TASK BRIEF> Edit the rows in the stretch from the line containing "Pick out the man in white" through the line containing "pixel 777 120" by replacing "white jacket" with "gray jacket", and write out those lines again with nothing else changed.
──────── RECORDS SHOWN ────────
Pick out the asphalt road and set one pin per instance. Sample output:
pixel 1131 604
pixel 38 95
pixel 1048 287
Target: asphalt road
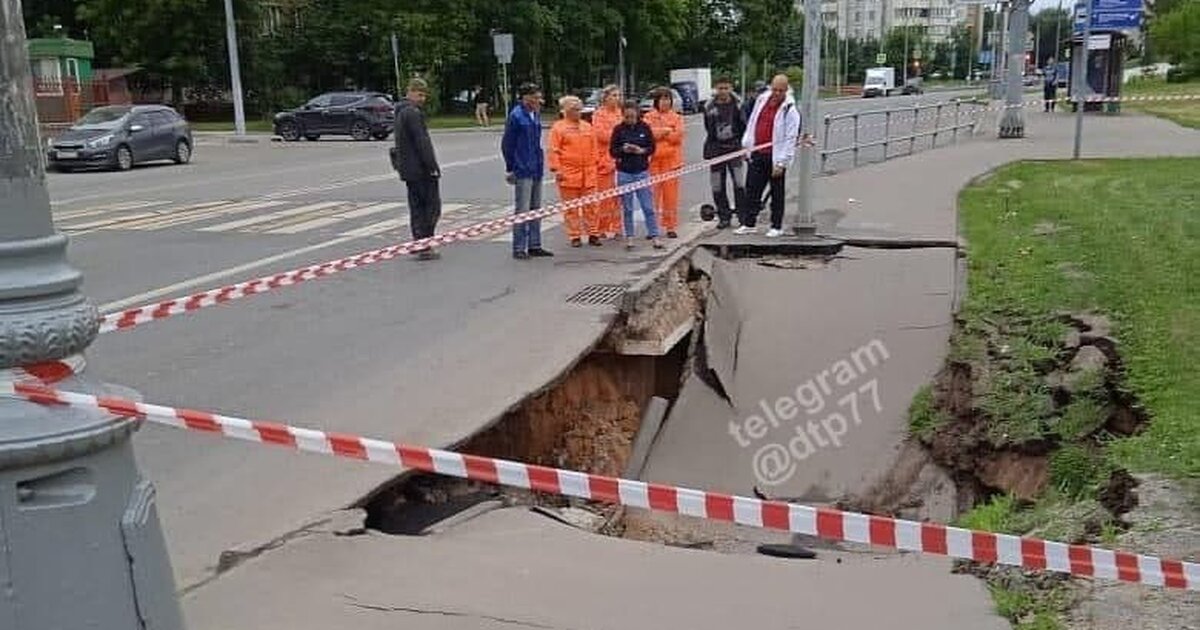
pixel 384 351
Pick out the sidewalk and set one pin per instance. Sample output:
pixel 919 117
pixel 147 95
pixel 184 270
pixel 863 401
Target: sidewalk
pixel 514 569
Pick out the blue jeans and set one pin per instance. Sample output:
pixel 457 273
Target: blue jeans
pixel 527 235
pixel 645 198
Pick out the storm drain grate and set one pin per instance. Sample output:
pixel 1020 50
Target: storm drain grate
pixel 599 294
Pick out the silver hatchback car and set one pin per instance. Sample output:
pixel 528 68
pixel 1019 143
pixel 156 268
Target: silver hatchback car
pixel 118 137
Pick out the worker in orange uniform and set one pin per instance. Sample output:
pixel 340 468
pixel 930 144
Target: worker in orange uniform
pixel 573 160
pixel 667 127
pixel 604 120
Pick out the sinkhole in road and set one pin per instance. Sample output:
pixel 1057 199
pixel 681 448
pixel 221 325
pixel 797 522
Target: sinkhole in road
pixel 603 415
pixel 587 420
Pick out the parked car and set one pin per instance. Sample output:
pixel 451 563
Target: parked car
pixel 118 137
pixel 360 115
pixel 647 102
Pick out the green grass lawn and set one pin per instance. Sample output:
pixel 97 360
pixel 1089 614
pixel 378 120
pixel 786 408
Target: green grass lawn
pixel 1125 240
pixel 1186 113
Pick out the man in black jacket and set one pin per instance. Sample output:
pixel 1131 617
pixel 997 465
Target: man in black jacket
pixel 418 166
pixel 725 123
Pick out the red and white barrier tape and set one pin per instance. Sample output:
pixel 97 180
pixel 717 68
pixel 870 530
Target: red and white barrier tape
pixel 142 315
pixel 48 372
pixel 825 522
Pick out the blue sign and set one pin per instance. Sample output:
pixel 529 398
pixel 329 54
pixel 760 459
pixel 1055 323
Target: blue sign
pixel 1109 16
pixel 1108 21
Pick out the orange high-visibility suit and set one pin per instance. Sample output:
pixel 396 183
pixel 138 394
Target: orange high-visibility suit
pixel 571 156
pixel 667 127
pixel 604 120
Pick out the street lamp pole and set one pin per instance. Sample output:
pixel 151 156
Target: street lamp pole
pixel 239 111
pixel 77 522
pixel 802 221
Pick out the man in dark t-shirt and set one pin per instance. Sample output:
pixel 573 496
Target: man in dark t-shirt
pixel 481 107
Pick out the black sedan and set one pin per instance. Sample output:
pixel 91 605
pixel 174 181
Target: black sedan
pixel 360 115
pixel 118 137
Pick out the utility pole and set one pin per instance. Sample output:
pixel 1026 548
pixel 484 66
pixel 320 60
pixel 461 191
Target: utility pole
pixel 1057 36
pixel 802 221
pixel 1012 124
pixel 621 61
pixel 395 63
pixel 239 111
pixel 78 526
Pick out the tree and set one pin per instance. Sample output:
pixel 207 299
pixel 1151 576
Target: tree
pixel 1051 27
pixel 1176 36
pixel 131 33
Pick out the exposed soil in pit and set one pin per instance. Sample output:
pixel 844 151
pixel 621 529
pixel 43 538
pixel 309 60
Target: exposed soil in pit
pixel 586 421
pixel 1017 413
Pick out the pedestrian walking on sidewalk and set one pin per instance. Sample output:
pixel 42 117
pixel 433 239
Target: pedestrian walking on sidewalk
pixel 666 124
pixel 414 160
pixel 1050 85
pixel 775 120
pixel 724 124
pixel 604 120
pixel 481 107
pixel 525 165
pixel 633 147
pixel 573 160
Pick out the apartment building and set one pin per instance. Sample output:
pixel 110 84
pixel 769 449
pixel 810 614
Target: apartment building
pixel 861 19
pixel 857 19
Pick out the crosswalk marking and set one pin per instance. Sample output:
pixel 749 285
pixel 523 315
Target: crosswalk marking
pixel 67 215
pixel 271 216
pixel 546 223
pixel 105 222
pixel 196 214
pixel 376 228
pixel 371 210
pixel 353 219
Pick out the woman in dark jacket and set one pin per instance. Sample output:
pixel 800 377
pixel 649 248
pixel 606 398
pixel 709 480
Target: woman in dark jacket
pixel 631 147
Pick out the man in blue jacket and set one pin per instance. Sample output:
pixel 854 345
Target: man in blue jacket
pixel 525 163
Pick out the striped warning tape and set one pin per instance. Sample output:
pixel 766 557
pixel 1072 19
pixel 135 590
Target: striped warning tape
pixel 46 372
pixel 142 315
pixel 829 523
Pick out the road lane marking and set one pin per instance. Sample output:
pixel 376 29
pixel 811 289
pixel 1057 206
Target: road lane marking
pixel 223 179
pixel 198 215
pixel 270 216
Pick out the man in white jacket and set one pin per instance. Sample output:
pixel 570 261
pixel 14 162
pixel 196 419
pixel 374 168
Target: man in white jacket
pixel 777 120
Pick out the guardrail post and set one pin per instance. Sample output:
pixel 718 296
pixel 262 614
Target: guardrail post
pixel 937 124
pixel 887 131
pixel 916 121
pixel 825 144
pixel 856 138
pixel 958 108
pixel 78 523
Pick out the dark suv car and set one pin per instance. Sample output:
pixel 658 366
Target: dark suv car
pixel 360 115
pixel 120 136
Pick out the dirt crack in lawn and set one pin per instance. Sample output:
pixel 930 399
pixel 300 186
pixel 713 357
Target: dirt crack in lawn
pixel 379 607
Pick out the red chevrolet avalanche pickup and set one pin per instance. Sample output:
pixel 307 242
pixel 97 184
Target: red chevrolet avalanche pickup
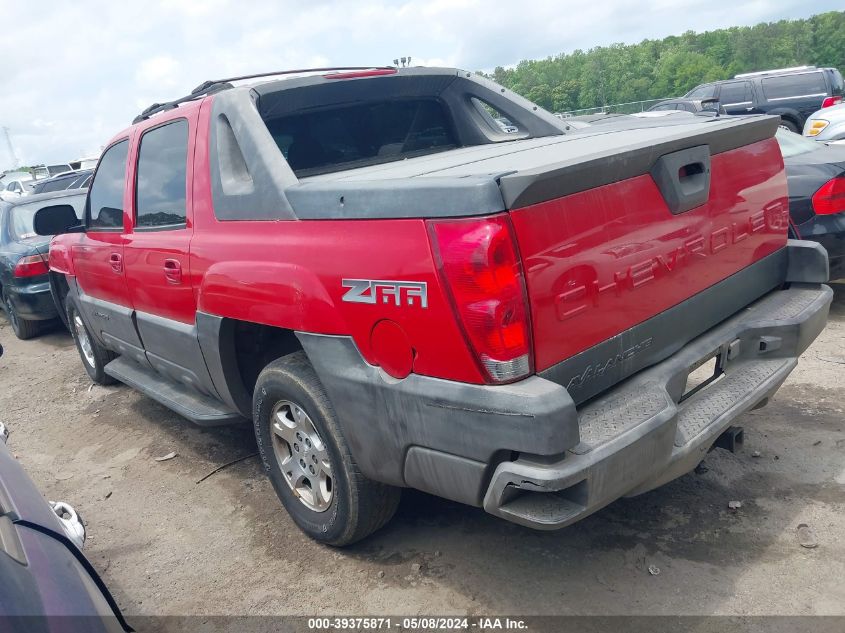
pixel 400 291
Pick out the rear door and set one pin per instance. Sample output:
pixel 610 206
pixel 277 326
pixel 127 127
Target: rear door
pixel 157 249
pixel 98 257
pixel 802 92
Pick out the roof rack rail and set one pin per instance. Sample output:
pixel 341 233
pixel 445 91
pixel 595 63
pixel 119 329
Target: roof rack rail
pixel 776 71
pixel 216 85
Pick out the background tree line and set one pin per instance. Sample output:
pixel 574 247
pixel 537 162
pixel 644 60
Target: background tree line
pixel 655 69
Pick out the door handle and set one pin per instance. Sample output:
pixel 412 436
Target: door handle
pixel 116 262
pixel 173 271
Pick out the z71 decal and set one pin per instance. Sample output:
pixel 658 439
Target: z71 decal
pixel 374 291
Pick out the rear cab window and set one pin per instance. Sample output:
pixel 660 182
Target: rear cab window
pixel 810 84
pixel 104 211
pixel 347 136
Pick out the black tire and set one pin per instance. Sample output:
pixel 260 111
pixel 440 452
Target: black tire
pixel 100 356
pixel 358 506
pixel 23 328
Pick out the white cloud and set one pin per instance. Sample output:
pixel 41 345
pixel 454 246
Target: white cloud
pixel 79 73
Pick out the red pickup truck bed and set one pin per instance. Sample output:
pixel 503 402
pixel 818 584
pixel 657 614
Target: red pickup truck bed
pixel 400 291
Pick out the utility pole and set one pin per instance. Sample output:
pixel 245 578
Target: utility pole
pixel 15 162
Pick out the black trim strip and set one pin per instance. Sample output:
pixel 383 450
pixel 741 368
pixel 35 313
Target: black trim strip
pixel 611 163
pixel 600 367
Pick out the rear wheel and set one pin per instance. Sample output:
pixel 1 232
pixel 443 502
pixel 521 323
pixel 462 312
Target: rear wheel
pixel 308 460
pixel 23 328
pixel 94 356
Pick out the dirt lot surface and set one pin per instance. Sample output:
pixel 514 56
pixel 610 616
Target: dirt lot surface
pixel 166 544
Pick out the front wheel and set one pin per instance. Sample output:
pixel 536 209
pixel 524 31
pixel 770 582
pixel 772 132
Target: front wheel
pixel 308 460
pixel 94 356
pixel 23 328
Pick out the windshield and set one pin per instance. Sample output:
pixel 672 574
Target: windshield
pixel 792 144
pixel 21 218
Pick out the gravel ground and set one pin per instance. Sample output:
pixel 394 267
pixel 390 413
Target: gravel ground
pixel 166 544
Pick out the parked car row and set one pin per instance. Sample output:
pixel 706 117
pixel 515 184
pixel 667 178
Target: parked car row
pixel 24 281
pixel 46 583
pixel 794 94
pixel 17 184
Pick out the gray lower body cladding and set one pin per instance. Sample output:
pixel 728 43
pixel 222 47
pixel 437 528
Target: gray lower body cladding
pixel 526 453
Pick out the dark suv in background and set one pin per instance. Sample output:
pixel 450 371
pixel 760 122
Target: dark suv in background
pixel 793 93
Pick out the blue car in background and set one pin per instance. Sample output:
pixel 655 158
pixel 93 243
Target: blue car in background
pixel 46 583
pixel 24 280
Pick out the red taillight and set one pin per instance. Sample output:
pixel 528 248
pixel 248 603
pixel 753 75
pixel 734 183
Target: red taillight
pixel 31 266
pixel 830 198
pixel 480 265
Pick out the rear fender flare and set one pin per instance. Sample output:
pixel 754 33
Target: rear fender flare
pixel 61 258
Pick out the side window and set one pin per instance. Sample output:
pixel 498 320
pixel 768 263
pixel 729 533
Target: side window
pixel 735 92
pixel 706 91
pixel 105 202
pixel 794 85
pixel 160 197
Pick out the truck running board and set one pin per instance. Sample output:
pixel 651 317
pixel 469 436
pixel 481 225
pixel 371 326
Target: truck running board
pixel 198 408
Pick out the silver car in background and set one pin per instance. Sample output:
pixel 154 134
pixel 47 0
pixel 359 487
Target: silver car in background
pixel 827 124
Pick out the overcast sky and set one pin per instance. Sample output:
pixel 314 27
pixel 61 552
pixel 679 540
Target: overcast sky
pixel 76 73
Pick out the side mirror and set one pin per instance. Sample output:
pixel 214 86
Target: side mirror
pixel 57 219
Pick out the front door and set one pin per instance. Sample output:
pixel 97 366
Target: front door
pixel 157 253
pixel 98 257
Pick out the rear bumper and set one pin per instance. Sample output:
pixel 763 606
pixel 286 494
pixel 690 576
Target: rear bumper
pixel 829 231
pixel 33 302
pixel 526 452
pixel 639 435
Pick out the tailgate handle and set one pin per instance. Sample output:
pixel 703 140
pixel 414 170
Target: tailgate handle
pixel 683 178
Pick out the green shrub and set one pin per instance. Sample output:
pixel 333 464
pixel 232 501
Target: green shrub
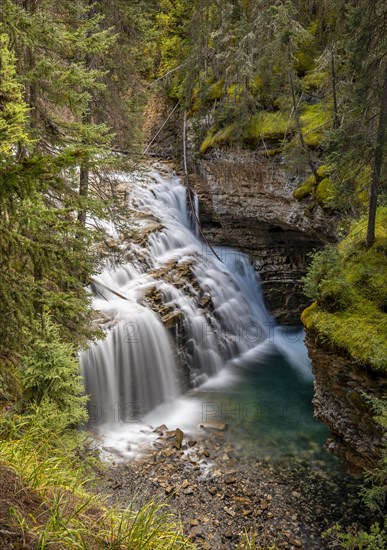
pixel 50 372
pixel 269 125
pixel 348 285
pixel 315 120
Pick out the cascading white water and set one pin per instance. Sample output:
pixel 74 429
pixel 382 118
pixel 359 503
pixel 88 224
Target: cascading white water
pixel 136 368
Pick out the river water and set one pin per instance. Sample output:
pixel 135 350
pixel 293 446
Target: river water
pixel 240 367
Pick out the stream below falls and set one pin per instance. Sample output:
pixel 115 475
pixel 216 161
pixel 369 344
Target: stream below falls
pixel 190 342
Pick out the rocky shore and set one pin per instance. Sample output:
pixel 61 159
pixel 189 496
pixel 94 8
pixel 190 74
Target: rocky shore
pixel 225 499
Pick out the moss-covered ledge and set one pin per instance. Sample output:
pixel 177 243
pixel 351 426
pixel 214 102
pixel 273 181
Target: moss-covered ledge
pixel 346 329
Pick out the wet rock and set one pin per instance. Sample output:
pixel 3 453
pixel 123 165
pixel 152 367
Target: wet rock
pixel 213 425
pixel 246 202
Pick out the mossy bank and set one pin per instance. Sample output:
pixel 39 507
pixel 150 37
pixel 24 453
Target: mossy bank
pixel 346 327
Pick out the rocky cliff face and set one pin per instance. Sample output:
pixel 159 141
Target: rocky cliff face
pixel 246 202
pixel 340 403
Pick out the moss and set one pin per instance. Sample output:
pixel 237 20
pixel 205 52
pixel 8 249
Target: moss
pixel 315 120
pixel 304 60
pixel 256 85
pixel 271 125
pixel 235 92
pixel 315 81
pixel 308 316
pixel 325 192
pixel 218 138
pixel 306 189
pixel 352 295
pixel 323 171
pixel 215 91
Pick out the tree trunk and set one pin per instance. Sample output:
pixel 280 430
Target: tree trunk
────────
TASK SOLUTION>
Pick out the man in gray jacket and set one pin per instance. Sample output:
pixel 570 261
pixel 14 162
pixel 196 419
pixel 374 168
Target: man in gray jacket
pixel 777 120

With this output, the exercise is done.